*Extrait du texte*.
※ ※ ※
Réduire la malnutrition
Bill Gates a aussi expliqué que l’édition de gènes pourrait aider les poules à pondre de plus gros œufs, ce qui pourrait augmenter l’apport en protéines des enfants et réduire la malnutrition.
« J’étais en Éthiopie. Le coût des œufs a été divisé par deux. Ce développement génétique du poulet est très productif », a-t-il raconté. Des résultats qui pourraient être reproduits dans d’autres régions. « Même avec le changement climatique, nous pouvons mettre au point des semences qui se développent avec moins d’eau ou trop d’eau et qui restent très productives », a-t-il ajouté.
L’ancien P-DG de Microsoft a également rejeté les craintes relatives à la sécurité des aliments génétiquement modifiés, affirmant que si ceux-ci étaient dangereux, les États-Unis ne les auraient pas autorisés pour leurs citoyens. Une partie des aliments importés des États-Unis et consommés au Nigeria est génétiquement modifiée. La majeure partie du maïs américain, brésilien et argentin utilisé par les meuneries au Nigeria est génétiquement modifiée, a appris Jeune Afrique.
« Les aliments que vous importez sont des OGM. Donc si vous voulez que nous les cultivions, c’est d’accord », a déclaré Gates, qui a engagé au moins 7 milliards de dollars dans des initiatives en Afrique, dont au moins 30 % au Nigeria. Il a assuré que s’il y avait « de vraies preuves scientifiques » concernant les risques liés à la consommation d’OGM, « vous n’imagineriez pas que les États-Unis nourriraient tout le monde tous les jours de cette façon ».
※ ※ ※
*Données sources*.
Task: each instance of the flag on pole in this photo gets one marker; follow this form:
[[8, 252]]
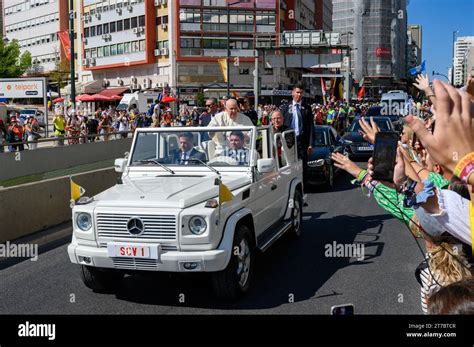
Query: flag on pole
[[361, 93], [76, 191], [418, 69], [223, 66], [66, 43], [323, 88]]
※ ※ ※
*Consigne*.
Répondez aux questions suivantes à l'aide de l'extrait sur la malnutrition.
(a) Dans quel pays Bill Gates dit-il que le coût des œufs a été divisé par deux ?
(b) Quelle part des fonds engagés par Gates en Afrique est allée au moins au Nigeria ?
(c) De quels pays provient la majeure partie du maïs génétiquement modifié utilisé par les meuneries au Nigeria ?

*Corrigé*.
(a) En Éthiopie.
(b) Au moins 30 %.
(c) Des États-Unis, du Brésil et de l'Argentine.